Your objective —
Copy the entries from the line that contains "pin brick building" through the end of the entries, both included, changing every "feather" to "quill" and leaving all else unchanged. Omit the pictures from your answer.

Source records —
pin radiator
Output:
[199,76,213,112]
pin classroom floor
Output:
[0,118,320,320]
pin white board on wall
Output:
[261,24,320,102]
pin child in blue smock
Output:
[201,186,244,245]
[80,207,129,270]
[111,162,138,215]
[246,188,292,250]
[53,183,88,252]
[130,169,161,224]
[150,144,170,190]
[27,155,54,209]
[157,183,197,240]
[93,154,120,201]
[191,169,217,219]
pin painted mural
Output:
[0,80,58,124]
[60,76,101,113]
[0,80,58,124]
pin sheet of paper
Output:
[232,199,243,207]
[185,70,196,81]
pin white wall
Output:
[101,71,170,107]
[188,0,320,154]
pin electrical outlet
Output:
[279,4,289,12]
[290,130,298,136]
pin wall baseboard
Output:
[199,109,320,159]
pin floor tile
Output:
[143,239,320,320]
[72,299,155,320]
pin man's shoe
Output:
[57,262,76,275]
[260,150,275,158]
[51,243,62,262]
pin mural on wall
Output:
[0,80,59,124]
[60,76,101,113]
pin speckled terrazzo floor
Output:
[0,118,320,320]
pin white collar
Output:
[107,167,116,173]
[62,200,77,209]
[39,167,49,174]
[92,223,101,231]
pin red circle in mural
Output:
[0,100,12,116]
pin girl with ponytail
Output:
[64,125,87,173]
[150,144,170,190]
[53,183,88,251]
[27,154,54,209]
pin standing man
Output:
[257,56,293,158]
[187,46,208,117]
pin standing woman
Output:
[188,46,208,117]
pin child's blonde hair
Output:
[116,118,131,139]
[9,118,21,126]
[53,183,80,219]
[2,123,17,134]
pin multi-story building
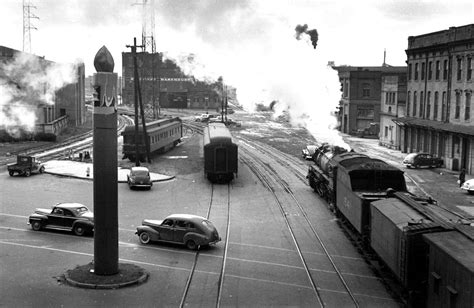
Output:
[396,24,474,173]
[379,72,407,150]
[122,52,221,115]
[334,65,406,137]
[0,46,86,135]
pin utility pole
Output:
[23,0,39,53]
[126,38,150,166]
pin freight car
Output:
[122,117,183,161]
[307,145,474,307]
[203,123,238,182]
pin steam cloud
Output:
[0,53,76,137]
[295,24,318,49]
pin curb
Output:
[64,264,150,290]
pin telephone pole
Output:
[23,0,39,53]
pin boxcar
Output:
[423,225,474,307]
[333,152,406,238]
[122,117,183,161]
[203,123,238,182]
[370,198,444,307]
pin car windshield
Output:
[74,206,89,215]
[201,220,215,230]
[132,170,148,176]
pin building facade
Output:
[0,46,86,135]
[122,52,222,117]
[379,72,407,150]
[396,24,474,173]
[334,66,406,137]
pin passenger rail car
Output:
[203,123,238,182]
[122,117,183,161]
[307,145,474,307]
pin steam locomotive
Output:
[307,144,474,307]
[122,117,183,161]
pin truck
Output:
[7,155,44,176]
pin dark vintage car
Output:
[127,167,153,189]
[135,214,221,250]
[7,155,44,176]
[403,153,444,168]
[28,203,94,235]
[301,145,317,159]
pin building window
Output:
[405,91,411,116]
[421,62,425,80]
[413,91,417,117]
[454,90,461,119]
[464,92,471,120]
[426,91,431,120]
[362,83,370,97]
[435,60,441,80]
[456,58,462,80]
[418,91,425,118]
[441,92,447,122]
[428,61,433,80]
[443,60,448,80]
[466,58,472,80]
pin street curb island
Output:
[64,262,149,289]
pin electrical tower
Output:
[23,0,39,53]
[142,0,156,53]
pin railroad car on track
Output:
[122,117,183,161]
[203,123,238,182]
[307,144,474,307]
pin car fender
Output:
[183,232,208,245]
[135,226,160,241]
[72,220,94,230]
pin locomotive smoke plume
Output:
[0,53,76,137]
[295,24,318,49]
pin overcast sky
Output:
[0,0,474,144]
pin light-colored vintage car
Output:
[135,214,221,250]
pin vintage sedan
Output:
[135,214,221,250]
[461,179,474,194]
[403,153,444,168]
[127,167,153,189]
[301,145,317,159]
[28,203,94,235]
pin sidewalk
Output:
[44,160,174,183]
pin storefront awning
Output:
[392,117,474,137]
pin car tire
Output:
[31,220,42,231]
[74,225,86,236]
[138,232,151,245]
[186,240,197,250]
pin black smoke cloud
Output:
[295,24,318,49]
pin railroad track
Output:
[179,184,230,308]
[240,147,359,307]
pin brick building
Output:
[122,52,221,115]
[334,66,406,136]
[396,24,474,173]
[0,46,86,135]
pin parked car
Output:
[7,155,44,176]
[28,203,94,235]
[127,166,153,189]
[461,179,474,194]
[403,153,444,168]
[301,145,317,159]
[135,214,221,250]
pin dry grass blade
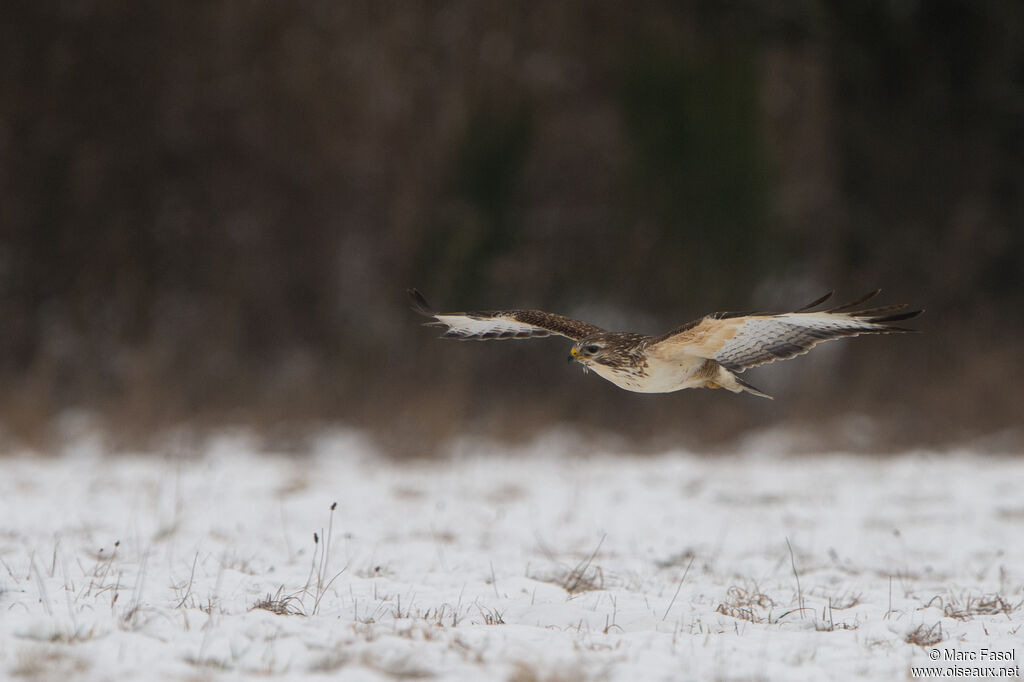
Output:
[561,535,607,594]
[249,586,306,615]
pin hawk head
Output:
[568,335,608,370]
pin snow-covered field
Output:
[0,433,1024,682]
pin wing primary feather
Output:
[825,289,882,312]
[406,288,436,317]
[794,289,836,312]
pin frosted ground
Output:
[0,433,1024,682]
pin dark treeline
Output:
[0,0,1024,453]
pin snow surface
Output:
[0,433,1024,682]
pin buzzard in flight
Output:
[409,289,923,398]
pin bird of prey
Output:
[409,289,923,398]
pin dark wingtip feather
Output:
[868,308,925,323]
[794,289,836,312]
[406,288,434,317]
[825,289,882,312]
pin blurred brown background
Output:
[0,0,1024,454]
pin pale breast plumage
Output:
[409,289,922,397]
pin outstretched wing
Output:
[409,289,604,341]
[649,289,923,372]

Result for this task —
pin brick building
Output:
[122,52,221,115]
[334,66,406,136]
[396,24,474,173]
[0,46,86,135]
pin parked car
Output:
[7,155,44,176]
[28,203,94,235]
[127,166,153,189]
[461,179,474,194]
[403,153,444,168]
[301,145,317,159]
[135,214,221,250]
pin dry grass blade
Output:
[561,535,607,594]
[249,586,306,615]
pin hawk head
Output:
[568,335,608,370]
pin snow-covered field
Output:
[0,433,1024,682]
pin wing primary quill
Output:
[825,289,882,312]
[406,288,436,317]
[794,289,836,312]
pin frosted ground
Output:
[0,433,1024,682]
pin dark treeline
Output:
[0,0,1024,453]
pin snow surface
Output:
[0,433,1024,682]
pin buzzard in flight
Output:
[409,289,923,398]
pin bird of prey
Output:
[409,289,923,398]
pin dark wingtip quill
Output:
[868,308,925,323]
[794,289,836,312]
[406,288,434,317]
[825,289,882,312]
pin blurred brown background
Output:
[0,0,1024,454]
pin pale breast plumage
Output:
[409,289,922,397]
pin outstretched wing
Output:
[409,289,604,341]
[649,289,923,372]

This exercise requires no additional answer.